WHAT YOU NEED TO DO »
According to the text about Jean-Marie Leclair, in what year did his first opera, Scylla & Glaucus, premiere?

# Start of DOCUMENT EXTRACT

Info zu Leclair Sonatas for Two Violins, Volume 2

Sonatas for Two Violins, Volume 2 is the second album of music composed by Jean-Marie Laclair and performed by the violin duo of Barnanas Kelemen and Katalin Kokas.

Recording Engineer Gabor Halasz tells us “The church in Velemér which became our home for a week, has great acoustics and is surrounded by a beautiful forest. This environment also inspired the process. Thanks to the high-end DPA microphones and the Merging Technologies Hapi Analog to Digital Converter, we were able to make a recording that reproduces the artists’ play in every detail. I’m sure anyone who takes the time to get to know the recording will have a unique experience.”

“On Tuesday, 4 October, the first performance of Scylla & Glaucus, tragedy, was given. The words are by Mr D’Albaret, and the music by Mr Leclair, celebrated in all of Europe for his learned and elaborate sonatas, and for the elegance of his violin playing. His genius again made itself known in the composition of his opera.” Le Mercure de France, the royal press reported this way about the first performance of the first opera by the French composer, Jean-Marie Leclair (1697–1764). At the time of the premiere, in 1746, Leclair was one of the best-known French musicians, and even though he owed his reputation primarily to his virtuoso violin skills, the world of the stage was also close to his heart.

He was born in Lyon and was mentioned among the members of the local ballet troupe at the age of 19. He also actively played the violin from an early age, and some years later, he participated in the royal wedding festivities in Turin both as a ballet master and as a violinist. It was there where he had first taken violin classes with a former student of the legendary Arcangelo Corelli, a greatly influential violinist of the period, Giovanni Battista Somis (1686–1763). In 1723, Leclair worked under the patronage of one the wealthiest aristocrats of France in Paris, where he got his first sonata collection published. Fifteen years later, the Mercure de France have the following description of the sonatas: „…[they] appeared at first a kind of algebra capable of rebuffing the most courageous musicians.”

# End of DOCUMENT EXTRACT
# Start of DATASET ROWS

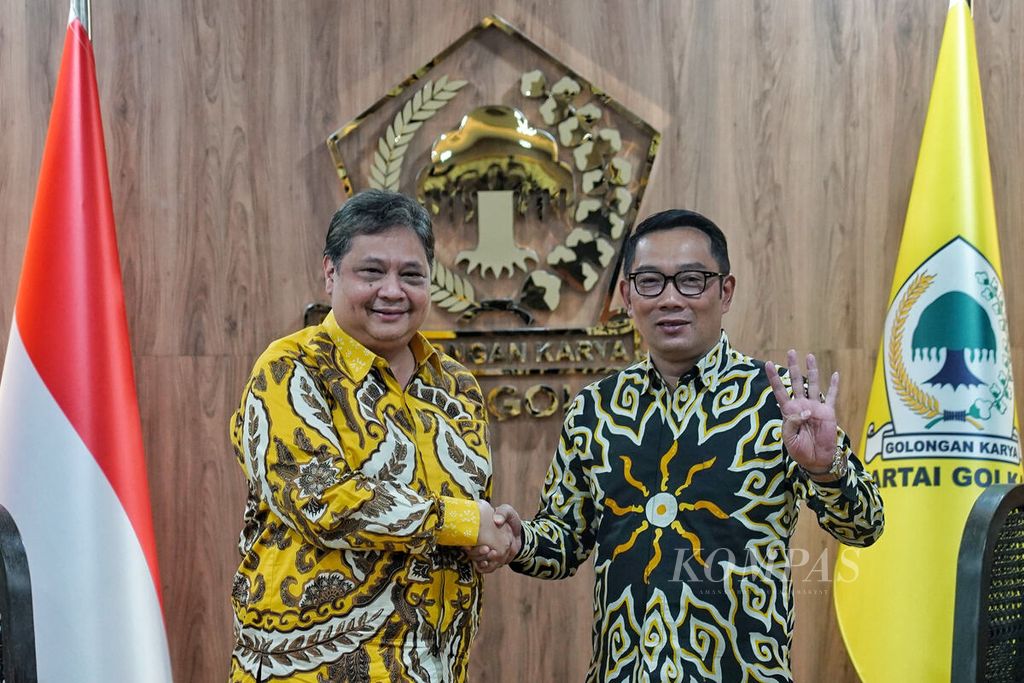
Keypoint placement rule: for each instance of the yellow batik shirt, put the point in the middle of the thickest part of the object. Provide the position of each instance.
(360, 494)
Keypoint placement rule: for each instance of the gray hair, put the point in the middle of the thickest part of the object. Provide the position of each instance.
(372, 212)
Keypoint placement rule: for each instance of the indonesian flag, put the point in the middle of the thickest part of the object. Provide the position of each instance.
(72, 467)
(941, 424)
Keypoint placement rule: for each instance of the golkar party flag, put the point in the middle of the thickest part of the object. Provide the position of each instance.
(941, 423)
(72, 467)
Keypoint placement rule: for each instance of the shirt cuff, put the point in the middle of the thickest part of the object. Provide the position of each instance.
(460, 522)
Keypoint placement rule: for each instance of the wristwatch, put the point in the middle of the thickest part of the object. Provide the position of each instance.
(838, 468)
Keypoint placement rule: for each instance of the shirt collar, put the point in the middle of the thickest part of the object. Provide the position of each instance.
(355, 359)
(709, 369)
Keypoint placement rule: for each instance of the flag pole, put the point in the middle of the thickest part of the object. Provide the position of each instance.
(81, 9)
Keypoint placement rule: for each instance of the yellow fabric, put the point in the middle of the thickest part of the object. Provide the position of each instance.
(462, 521)
(895, 599)
(359, 492)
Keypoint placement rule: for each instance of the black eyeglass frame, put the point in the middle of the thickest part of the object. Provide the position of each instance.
(708, 275)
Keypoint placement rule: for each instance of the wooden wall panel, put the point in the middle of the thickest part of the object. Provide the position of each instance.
(795, 125)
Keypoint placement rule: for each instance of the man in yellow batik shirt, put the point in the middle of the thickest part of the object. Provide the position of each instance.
(367, 460)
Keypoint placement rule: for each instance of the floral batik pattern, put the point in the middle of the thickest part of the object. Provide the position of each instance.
(360, 493)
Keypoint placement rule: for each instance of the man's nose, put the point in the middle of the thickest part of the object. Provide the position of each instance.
(391, 286)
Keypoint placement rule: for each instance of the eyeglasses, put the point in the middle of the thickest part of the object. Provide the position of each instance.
(650, 284)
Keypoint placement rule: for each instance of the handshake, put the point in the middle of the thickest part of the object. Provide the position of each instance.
(499, 540)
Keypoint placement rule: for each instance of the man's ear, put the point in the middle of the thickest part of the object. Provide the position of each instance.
(728, 287)
(330, 273)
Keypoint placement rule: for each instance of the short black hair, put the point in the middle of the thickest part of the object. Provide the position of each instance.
(673, 218)
(372, 212)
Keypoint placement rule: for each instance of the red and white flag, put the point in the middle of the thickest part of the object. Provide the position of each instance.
(72, 466)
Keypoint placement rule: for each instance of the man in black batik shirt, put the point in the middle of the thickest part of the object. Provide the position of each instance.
(684, 473)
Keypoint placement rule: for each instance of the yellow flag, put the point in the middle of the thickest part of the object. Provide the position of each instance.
(941, 423)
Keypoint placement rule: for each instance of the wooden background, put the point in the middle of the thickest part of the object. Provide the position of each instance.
(795, 125)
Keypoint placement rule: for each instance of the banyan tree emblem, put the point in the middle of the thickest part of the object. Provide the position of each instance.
(532, 175)
(947, 368)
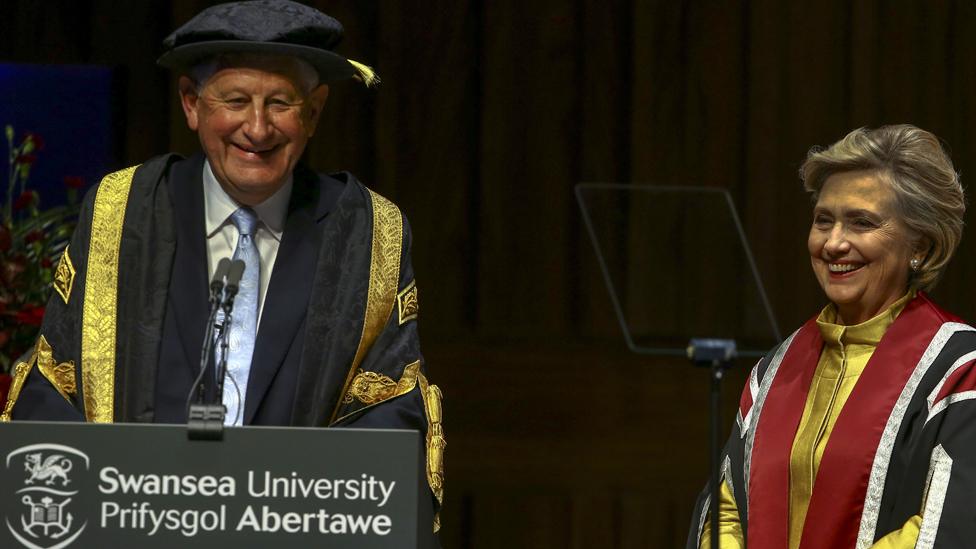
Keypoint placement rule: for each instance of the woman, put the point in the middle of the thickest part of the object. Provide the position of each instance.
(859, 430)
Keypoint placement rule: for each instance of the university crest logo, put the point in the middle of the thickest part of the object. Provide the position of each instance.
(46, 520)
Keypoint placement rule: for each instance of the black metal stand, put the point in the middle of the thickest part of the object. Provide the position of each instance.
(206, 422)
(717, 355)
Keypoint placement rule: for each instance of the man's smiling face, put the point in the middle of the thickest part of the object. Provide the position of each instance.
(253, 121)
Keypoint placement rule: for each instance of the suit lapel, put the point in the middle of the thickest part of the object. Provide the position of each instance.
(188, 283)
(291, 281)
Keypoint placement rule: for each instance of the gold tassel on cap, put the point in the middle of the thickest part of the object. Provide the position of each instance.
(366, 74)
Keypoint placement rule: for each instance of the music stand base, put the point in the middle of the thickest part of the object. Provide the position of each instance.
(717, 355)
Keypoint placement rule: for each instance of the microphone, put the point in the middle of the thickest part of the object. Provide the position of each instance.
(234, 275)
(217, 284)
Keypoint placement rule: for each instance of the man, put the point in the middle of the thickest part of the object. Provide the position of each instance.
(324, 325)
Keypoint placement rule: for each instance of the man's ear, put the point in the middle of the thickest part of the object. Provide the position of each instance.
(188, 99)
(315, 104)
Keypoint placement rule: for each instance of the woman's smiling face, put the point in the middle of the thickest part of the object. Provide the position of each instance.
(859, 248)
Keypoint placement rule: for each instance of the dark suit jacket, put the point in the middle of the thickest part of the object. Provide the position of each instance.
(271, 386)
(318, 294)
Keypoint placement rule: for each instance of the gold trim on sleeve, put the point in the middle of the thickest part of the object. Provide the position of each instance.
(61, 376)
(64, 276)
(372, 388)
(435, 442)
(408, 304)
(16, 384)
(384, 273)
(98, 326)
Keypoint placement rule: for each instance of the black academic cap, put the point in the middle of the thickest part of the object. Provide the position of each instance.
(279, 27)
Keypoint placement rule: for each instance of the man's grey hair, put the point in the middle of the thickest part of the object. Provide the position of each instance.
(929, 199)
(201, 72)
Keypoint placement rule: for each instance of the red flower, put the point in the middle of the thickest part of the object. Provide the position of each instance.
(25, 199)
(31, 315)
(11, 268)
(74, 181)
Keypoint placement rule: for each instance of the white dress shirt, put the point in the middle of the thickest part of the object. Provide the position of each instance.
(222, 234)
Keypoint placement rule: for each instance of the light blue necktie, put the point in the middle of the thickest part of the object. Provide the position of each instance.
(244, 326)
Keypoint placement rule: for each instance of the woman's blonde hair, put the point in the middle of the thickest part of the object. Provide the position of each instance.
(929, 199)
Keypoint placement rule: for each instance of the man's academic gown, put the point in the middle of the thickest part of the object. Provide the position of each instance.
(904, 444)
(337, 344)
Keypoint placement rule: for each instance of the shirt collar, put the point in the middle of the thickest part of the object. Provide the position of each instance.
(219, 206)
(868, 332)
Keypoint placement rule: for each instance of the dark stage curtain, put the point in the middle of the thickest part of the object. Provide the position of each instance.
(489, 113)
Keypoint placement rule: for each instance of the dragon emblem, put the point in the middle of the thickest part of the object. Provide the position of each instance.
(55, 467)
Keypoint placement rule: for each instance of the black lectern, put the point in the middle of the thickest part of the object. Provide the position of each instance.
(87, 485)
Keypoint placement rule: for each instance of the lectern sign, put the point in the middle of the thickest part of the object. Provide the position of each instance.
(141, 486)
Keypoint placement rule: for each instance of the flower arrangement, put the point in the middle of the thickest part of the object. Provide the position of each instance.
(31, 242)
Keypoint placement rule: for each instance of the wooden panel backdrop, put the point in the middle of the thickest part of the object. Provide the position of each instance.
(489, 113)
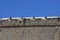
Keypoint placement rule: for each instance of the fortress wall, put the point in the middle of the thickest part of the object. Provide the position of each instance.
(30, 33)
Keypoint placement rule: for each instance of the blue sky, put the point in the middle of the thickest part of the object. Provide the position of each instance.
(20, 8)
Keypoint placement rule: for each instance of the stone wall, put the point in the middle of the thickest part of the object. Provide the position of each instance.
(30, 33)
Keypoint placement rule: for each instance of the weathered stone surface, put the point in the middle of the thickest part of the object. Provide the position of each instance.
(29, 33)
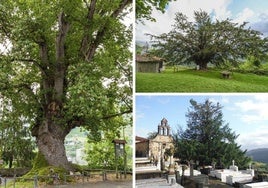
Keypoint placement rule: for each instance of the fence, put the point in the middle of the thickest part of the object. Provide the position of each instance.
(84, 177)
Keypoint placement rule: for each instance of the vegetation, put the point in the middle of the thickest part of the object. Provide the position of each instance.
(65, 65)
(208, 139)
(204, 41)
(190, 80)
(101, 153)
(16, 144)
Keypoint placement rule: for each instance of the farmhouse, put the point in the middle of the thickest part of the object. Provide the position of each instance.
(148, 63)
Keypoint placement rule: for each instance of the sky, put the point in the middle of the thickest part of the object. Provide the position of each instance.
(253, 11)
(247, 114)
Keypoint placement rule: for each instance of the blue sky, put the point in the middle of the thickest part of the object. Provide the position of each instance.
(253, 11)
(247, 114)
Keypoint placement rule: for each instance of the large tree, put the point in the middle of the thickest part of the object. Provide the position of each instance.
(16, 144)
(206, 41)
(66, 64)
(207, 138)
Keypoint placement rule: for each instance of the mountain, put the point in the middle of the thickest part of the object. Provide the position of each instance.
(260, 154)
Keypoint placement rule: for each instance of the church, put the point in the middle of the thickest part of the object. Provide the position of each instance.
(154, 149)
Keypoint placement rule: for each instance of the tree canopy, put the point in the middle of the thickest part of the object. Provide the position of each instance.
(65, 64)
(206, 41)
(207, 138)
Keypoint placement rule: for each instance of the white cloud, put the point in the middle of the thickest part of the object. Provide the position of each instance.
(255, 139)
(163, 100)
(253, 110)
(165, 21)
(245, 15)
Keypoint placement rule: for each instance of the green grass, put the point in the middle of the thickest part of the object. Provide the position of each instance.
(189, 80)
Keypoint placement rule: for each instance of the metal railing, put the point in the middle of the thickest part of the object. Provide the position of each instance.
(55, 179)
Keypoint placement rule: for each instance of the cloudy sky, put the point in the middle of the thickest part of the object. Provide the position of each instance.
(253, 11)
(246, 114)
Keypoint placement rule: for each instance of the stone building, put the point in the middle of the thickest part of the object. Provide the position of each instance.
(147, 63)
(154, 149)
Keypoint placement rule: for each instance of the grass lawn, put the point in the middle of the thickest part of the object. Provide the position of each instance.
(189, 80)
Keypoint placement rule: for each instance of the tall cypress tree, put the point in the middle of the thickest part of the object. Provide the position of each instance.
(207, 138)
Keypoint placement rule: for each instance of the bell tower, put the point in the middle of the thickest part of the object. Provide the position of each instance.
(164, 128)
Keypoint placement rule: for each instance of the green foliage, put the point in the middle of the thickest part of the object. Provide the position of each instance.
(16, 144)
(144, 8)
(207, 138)
(39, 161)
(189, 80)
(204, 41)
(101, 152)
(68, 63)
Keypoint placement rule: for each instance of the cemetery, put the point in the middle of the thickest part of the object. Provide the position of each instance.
(156, 167)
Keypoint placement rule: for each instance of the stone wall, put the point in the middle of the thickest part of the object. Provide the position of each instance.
(14, 171)
(142, 149)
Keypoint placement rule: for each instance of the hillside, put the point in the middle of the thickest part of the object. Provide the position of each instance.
(260, 154)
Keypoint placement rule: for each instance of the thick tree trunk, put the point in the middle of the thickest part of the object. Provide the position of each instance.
(50, 141)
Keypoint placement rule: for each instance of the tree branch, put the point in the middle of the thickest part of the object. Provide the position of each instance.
(117, 114)
(89, 52)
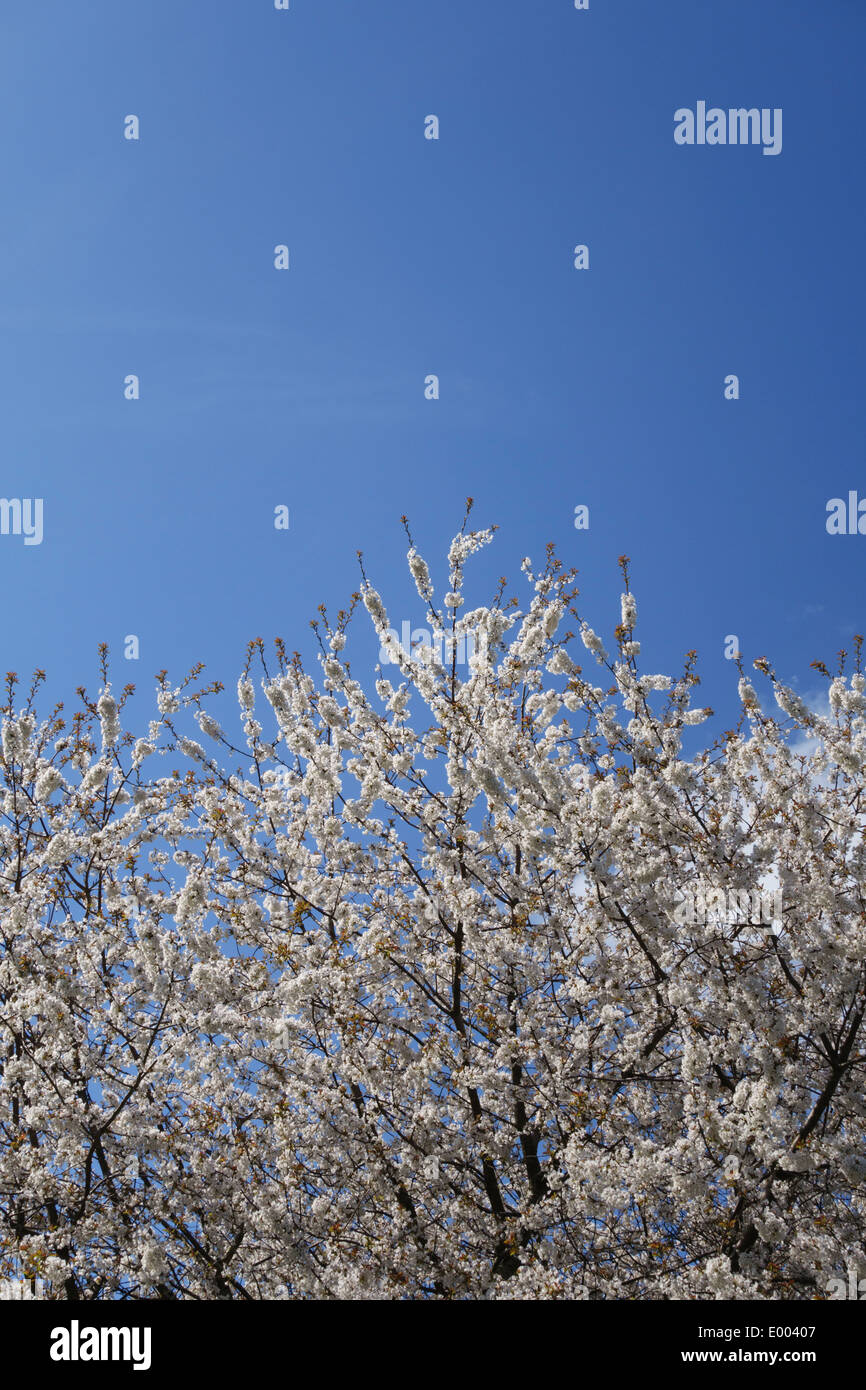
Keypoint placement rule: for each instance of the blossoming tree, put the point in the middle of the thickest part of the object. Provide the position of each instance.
(388, 1000)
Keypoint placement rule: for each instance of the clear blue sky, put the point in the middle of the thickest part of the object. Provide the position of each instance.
(407, 257)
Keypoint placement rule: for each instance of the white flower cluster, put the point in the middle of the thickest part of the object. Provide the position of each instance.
(399, 1008)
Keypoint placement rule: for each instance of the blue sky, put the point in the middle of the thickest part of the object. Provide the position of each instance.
(409, 257)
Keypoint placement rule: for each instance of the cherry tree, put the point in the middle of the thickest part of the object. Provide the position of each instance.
(389, 997)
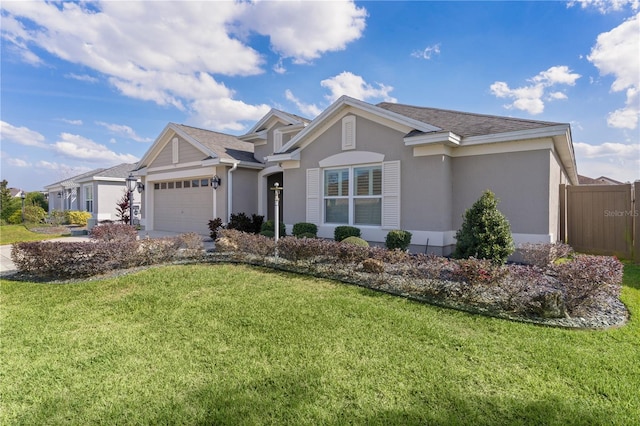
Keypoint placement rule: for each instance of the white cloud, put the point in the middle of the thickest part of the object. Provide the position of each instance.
(21, 135)
(84, 77)
(305, 30)
(72, 122)
(427, 52)
(347, 83)
(169, 52)
(615, 160)
(616, 53)
(605, 6)
(529, 98)
(17, 162)
(79, 147)
(309, 110)
(122, 130)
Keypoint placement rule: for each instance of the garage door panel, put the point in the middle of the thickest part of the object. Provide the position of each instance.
(183, 210)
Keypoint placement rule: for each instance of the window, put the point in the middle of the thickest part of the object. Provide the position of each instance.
(353, 196)
(88, 198)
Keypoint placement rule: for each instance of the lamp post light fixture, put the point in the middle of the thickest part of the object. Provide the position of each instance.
(216, 181)
(23, 196)
(132, 183)
(277, 188)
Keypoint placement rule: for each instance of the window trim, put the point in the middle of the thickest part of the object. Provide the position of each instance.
(351, 195)
(88, 197)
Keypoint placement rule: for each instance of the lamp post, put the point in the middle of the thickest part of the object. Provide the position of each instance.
(132, 183)
(23, 196)
(276, 188)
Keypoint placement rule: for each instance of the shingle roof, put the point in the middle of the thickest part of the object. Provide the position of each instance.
(119, 171)
(225, 146)
(465, 124)
(72, 181)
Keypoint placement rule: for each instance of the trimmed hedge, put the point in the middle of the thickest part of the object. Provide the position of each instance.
(343, 231)
(398, 239)
(305, 229)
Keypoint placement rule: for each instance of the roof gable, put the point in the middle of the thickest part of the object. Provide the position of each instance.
(272, 117)
(345, 104)
(213, 145)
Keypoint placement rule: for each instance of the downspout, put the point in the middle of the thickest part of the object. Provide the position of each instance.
(230, 190)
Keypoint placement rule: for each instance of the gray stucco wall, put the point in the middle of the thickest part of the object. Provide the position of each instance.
(186, 153)
(245, 191)
(519, 179)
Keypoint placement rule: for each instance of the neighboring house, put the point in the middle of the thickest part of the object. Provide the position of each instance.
(376, 167)
(96, 192)
(602, 180)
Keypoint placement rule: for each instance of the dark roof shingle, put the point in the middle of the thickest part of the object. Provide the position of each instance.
(225, 146)
(464, 124)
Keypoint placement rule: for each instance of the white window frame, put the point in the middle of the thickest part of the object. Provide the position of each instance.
(351, 197)
(88, 198)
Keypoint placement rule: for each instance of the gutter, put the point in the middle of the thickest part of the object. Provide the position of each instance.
(230, 189)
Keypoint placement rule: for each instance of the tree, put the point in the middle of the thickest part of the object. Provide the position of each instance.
(8, 204)
(122, 208)
(37, 199)
(485, 232)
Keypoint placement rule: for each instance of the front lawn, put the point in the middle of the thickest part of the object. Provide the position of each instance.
(225, 344)
(10, 234)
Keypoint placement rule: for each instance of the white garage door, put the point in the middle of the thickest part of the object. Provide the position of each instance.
(183, 206)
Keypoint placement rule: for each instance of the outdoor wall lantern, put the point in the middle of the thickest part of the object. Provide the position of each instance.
(216, 181)
(132, 183)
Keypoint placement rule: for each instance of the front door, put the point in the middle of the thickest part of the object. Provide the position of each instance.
(271, 181)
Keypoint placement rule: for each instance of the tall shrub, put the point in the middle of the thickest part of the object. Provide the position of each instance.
(485, 232)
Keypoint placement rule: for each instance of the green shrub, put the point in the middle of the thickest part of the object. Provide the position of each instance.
(57, 217)
(214, 226)
(356, 241)
(304, 229)
(398, 239)
(485, 232)
(113, 232)
(15, 218)
(243, 242)
(270, 226)
(344, 231)
(240, 222)
(77, 217)
(307, 235)
(34, 214)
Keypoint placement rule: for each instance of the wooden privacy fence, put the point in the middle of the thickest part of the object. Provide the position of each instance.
(601, 219)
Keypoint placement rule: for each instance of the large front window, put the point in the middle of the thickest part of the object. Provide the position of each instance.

# End of DATASET ROWS

THE ANSWER »
1746